WRITTEN REQUEST
Rewrite the lines below so that "wooden plank" becomes "timber board", changing nothing else, and omit the pictures from your answer.

--- BEGIN EXERCISE MATERIAL ---

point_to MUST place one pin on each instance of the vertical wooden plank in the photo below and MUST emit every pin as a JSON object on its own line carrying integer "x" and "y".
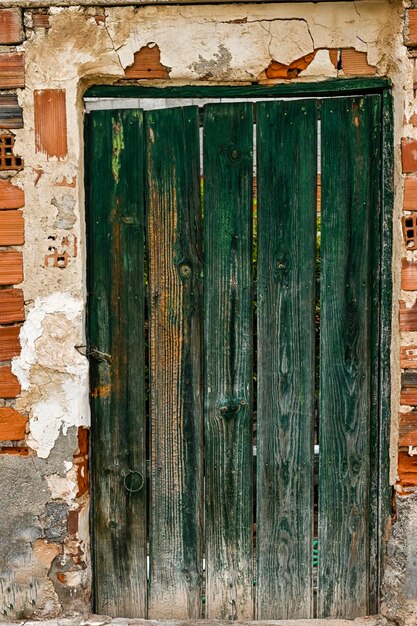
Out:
{"x": 228, "y": 175}
{"x": 384, "y": 421}
{"x": 174, "y": 244}
{"x": 114, "y": 163}
{"x": 287, "y": 200}
{"x": 348, "y": 348}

--- END EXERCISE MATERIAL ---

RESULT BELOW
point_to MUST place one pin on each instance of the vertical timber board in the photo below and MUST emit every pin as a JSON object on its own line carrying integer "x" and "y".
Out:
{"x": 228, "y": 175}
{"x": 384, "y": 421}
{"x": 174, "y": 244}
{"x": 114, "y": 163}
{"x": 287, "y": 200}
{"x": 348, "y": 348}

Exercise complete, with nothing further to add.